* _WHAT YOU NEED TO DO_:
Where does the word "green" appear in the data? Copy every line that holds it.

(Collected data)
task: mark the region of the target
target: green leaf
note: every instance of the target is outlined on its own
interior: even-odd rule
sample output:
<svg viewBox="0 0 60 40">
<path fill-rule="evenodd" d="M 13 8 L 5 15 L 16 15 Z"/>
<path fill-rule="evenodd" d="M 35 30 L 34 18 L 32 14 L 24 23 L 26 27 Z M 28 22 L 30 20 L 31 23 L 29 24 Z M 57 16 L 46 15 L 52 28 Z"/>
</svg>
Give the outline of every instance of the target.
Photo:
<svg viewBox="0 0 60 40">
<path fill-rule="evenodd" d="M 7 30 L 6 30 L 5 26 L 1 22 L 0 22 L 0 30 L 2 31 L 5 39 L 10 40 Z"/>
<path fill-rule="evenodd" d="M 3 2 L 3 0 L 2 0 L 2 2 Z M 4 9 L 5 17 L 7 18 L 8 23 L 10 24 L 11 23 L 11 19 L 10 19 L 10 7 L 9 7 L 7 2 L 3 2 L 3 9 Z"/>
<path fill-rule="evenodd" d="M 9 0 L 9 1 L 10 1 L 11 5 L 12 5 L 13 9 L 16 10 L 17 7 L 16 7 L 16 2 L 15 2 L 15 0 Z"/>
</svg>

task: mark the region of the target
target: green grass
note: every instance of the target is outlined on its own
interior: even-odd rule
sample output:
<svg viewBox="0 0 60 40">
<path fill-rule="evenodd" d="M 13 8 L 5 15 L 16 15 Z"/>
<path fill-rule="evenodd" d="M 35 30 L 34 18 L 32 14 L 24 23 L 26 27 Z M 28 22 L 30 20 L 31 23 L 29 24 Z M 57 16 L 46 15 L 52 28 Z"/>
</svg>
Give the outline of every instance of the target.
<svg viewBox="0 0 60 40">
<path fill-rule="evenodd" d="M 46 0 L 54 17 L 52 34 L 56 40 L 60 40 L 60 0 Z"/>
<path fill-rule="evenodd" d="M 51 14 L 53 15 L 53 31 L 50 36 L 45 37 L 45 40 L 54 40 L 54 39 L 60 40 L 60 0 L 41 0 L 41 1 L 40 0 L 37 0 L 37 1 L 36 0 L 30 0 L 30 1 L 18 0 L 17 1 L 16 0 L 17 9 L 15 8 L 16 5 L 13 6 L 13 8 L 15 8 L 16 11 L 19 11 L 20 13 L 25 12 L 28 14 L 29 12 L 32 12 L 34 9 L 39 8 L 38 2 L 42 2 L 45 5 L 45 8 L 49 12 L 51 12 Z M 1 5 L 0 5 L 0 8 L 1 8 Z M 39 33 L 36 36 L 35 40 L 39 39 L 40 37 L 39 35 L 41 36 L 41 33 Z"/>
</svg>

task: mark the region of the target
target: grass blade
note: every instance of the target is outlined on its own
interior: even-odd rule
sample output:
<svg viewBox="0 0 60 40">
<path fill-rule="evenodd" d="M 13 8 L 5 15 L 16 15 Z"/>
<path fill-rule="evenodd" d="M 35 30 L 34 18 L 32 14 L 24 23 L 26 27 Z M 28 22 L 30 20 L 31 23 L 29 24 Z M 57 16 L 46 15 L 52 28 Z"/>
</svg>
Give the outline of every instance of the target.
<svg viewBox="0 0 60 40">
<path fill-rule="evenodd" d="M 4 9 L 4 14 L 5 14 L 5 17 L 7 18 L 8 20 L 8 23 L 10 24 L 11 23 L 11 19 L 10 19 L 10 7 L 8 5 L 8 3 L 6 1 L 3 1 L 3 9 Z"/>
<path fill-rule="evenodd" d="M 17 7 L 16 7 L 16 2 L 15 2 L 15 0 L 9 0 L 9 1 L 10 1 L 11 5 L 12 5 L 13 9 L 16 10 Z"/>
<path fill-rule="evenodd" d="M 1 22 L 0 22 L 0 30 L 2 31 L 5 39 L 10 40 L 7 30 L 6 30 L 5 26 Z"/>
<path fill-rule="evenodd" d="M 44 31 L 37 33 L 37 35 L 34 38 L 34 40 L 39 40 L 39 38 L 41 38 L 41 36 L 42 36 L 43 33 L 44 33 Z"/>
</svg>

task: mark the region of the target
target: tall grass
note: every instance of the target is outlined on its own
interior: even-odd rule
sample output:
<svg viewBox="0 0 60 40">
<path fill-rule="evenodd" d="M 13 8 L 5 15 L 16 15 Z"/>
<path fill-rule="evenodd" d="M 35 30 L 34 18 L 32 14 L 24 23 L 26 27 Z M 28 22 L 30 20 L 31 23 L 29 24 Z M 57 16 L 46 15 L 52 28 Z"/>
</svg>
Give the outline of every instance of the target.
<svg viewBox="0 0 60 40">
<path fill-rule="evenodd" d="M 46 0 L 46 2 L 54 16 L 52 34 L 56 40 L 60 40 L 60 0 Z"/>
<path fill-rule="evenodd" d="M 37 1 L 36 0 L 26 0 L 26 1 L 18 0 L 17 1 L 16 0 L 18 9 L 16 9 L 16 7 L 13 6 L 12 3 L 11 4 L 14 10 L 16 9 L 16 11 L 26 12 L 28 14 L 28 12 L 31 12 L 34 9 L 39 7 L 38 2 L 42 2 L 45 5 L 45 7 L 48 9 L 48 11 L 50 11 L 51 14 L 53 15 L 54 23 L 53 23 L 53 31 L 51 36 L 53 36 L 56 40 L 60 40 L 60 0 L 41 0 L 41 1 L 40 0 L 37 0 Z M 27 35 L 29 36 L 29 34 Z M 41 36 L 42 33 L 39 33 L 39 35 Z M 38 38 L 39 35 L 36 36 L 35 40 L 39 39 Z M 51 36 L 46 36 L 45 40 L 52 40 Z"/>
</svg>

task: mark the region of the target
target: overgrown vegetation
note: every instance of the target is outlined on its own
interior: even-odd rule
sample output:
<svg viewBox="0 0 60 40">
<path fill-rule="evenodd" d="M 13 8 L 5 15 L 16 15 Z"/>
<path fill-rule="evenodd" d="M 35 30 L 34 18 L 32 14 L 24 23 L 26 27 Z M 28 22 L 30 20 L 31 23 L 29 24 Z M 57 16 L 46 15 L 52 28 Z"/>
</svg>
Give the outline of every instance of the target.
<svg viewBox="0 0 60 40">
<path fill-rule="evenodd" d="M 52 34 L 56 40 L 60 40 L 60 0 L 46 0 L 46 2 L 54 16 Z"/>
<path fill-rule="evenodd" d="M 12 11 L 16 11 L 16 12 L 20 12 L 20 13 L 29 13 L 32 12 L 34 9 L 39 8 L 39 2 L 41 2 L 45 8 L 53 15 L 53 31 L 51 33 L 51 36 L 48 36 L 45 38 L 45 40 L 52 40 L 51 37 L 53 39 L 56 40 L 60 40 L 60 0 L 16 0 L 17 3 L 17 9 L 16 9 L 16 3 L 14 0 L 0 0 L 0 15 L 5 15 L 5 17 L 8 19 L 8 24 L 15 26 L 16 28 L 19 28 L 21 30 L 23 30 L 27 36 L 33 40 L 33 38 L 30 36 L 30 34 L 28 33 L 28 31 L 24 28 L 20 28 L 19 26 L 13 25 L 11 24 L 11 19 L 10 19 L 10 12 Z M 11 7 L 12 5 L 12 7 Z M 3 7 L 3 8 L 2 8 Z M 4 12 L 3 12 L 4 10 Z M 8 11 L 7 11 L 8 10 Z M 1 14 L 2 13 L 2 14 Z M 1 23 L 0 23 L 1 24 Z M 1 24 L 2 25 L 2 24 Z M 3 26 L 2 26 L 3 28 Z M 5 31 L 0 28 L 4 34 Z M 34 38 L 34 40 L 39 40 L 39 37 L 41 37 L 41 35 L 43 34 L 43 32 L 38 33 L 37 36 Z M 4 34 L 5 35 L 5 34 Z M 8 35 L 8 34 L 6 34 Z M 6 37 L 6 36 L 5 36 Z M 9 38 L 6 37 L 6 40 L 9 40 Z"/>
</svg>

* _EXERCISE RESULT_:
target: green leaf
target: green grass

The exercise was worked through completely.